**PROBLEMS AND TASKS**:
1. Please list every distinct date on which a post appears in the Killington forum thread.
2. Carry the Killington forum thread forward from its final line.

# Killington 2-4-11



## Black Phantom (Feb 1, 2011)

Anyone going to "pre-position" for the next round of "resurfacing" coming to the Institution?

This is going to be one of the best days of the season. 

Dig out your beloved discounts and ski the pow little people.


----------



## Black Phantom (Feb 1, 2011)

:beer:


----------



## WJenness (Feb 1, 2011)

I may if my flight to DC thursday night doesn't happen...

<crosses fingers>

-w


----------



## Black Phantom (Feb 1, 2011)

WJenness said:


> I may if my flight to DC thursday night doesn't happen...
> 
> <crosses fingers>
> 
> -w



You may be granted your wish. The airport will be shutting down shortly.  I will be watching for you.


----------



## Black Phantom (Feb 2, 2011)

Friday is looking to be a classic East Coast ski day. Plenty of room, come and get some.


----------



## Black Phantom (Feb 3, 2011)

WJenness said:


> I may if my flight to DC thursday night doesn't happen...

**STORED RECORDS**:
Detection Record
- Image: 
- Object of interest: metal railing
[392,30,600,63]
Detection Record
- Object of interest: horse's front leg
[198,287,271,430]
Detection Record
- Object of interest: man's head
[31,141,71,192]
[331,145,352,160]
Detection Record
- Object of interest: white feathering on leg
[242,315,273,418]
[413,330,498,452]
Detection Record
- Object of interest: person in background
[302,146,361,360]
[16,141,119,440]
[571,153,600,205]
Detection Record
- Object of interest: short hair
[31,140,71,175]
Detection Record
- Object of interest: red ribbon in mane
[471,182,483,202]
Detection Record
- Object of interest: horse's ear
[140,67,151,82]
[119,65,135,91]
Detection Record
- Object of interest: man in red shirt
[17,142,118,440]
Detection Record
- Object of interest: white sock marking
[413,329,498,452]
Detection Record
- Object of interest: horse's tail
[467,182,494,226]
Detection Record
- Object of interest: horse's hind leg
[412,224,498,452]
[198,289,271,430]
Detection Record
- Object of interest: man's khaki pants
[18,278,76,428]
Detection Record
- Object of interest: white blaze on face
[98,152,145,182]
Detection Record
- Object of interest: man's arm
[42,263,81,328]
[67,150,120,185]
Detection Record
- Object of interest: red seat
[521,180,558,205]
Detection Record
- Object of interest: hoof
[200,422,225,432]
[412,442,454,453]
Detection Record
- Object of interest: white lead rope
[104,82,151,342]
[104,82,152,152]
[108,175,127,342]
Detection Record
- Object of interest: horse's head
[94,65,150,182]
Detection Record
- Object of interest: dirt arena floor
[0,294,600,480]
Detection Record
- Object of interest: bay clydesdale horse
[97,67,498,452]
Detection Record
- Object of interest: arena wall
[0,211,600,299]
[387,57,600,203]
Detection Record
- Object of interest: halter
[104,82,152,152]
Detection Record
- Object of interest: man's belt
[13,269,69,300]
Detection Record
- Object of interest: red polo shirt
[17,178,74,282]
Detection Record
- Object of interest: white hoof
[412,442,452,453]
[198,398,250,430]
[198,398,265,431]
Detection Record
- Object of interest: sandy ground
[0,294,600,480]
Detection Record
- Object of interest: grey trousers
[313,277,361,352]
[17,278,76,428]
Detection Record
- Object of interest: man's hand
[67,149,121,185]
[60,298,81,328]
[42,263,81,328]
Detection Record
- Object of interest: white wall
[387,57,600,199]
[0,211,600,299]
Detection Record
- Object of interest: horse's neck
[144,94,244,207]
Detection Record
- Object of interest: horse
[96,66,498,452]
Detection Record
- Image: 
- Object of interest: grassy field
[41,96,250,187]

**ANSWERS BY TASK**:
1.
Feb 1, 2011
Feb 2, 2011
Feb 3, 2011

2.
> 
> <crosses fingers>
> 
> -w



Snowing in the city again. Any update on flight status?  

http://www.boston.com/travel/flights/


----------



## WJenness (Feb 3, 2011)

Black Phantom said:


> Snowing in the city again. Any update on flight status?
> 
> http://www.boston.com/travel/flights/



On as of now.

-w


----------



## Black Phantom (Feb 3, 2011)

WJenness said:


> On as of now.
> 
> -w



OK. I will be _*"pre-positioning"*_ this evening in order to get early chair. Also have to shovel the walkway.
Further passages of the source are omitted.